◆ 課題内容 1
物流業界についての記事から、「物流業界イメージ働き方が大き」から「業界の働き方は大きく変わる。」までの部分を、「業界の働き方は大きく変わる。」も含めて一字も変えずに再掲してください。

物流業界イメージ働き方が大きく変わる物流業界では、求められる人材も変わっていく(写真はイメージです) Photo:PIXTA

「自己分析・自分探し」を通じて、新卒就職や転職といった人生の各局面ごとに「会社・職業選び」は必要となる。そんな仕事人生の全体像を描く上で欠かせないのが、業界・企業研究だ。就活生に向けて、注目の21業界における最新トレンドや企業が求める人材像について、企業分析のプロへの取材を基に解説する。第3弾は「新しい時代のインフラを支える業界」として、「物流業界」を取り上げる。(取材・文/ダイヤモンド・ライフ編集部 大根田康介)

構造変革でIT人材需要が急増か

 時間外労働の上限規制の猶予が終了する2024年以降、物流業界の働き方は大きく変わる。

◆ 提供記録
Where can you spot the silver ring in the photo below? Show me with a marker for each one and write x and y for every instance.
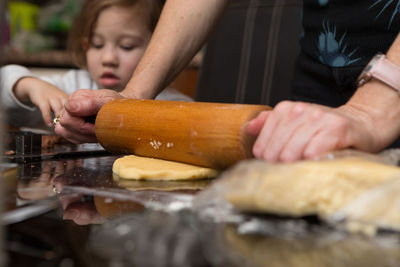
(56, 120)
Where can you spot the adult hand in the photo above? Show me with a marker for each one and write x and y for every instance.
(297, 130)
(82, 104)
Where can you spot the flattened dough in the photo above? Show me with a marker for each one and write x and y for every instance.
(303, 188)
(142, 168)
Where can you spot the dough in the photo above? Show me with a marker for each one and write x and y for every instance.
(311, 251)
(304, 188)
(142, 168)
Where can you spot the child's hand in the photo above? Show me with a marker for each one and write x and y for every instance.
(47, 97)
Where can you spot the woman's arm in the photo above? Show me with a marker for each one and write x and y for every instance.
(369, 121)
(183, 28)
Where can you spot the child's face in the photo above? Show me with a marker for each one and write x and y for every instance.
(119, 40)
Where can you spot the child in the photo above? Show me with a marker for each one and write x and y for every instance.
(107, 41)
* * *
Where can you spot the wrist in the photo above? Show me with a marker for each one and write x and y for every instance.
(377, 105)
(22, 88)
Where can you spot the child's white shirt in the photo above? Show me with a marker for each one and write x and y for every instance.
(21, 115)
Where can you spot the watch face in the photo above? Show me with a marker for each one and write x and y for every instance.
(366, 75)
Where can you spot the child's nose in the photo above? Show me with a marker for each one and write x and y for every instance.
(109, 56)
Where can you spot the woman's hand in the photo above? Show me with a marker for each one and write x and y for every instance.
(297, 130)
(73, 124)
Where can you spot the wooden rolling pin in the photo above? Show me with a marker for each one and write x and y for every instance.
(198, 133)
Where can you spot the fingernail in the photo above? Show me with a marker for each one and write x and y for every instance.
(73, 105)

◆ 課題内容 2
記録のうち、文字列「hand」を含む行の数を答えてください。大文字と小文字は区別し、数だけを書いてください。

◆ 最終結果 1
物流業界イメージ働き方が大きく変わる物流業界では、求められる人材も変わっていく(写真はイメージです) Photo:PIXTA

「自己分析・自分探し」を通じて、新卒就職や転職といった人生の各局面ごとに「会社・職業選び」は必要となる。そんな仕事人生の全体像を描く上で欠かせないのが、業界・企業研究だ。就活生に向けて、注目の21業界における最新トレンドや企業が求める人材像について、企業分析のプロへの取材を基に解説する。第3弾は「新しい時代のインフラを支える業界」として、「物流業界」を取り上げる。(取材・文/ダイヤモンド・ライフ編集部 大根田康介)

構造変革でIT人材需要が急増か

 時間外労働の上限規制の猶予が終了する2024年以降、物流業界の働き方は大きく変わる。

◆ 最終結果 2
3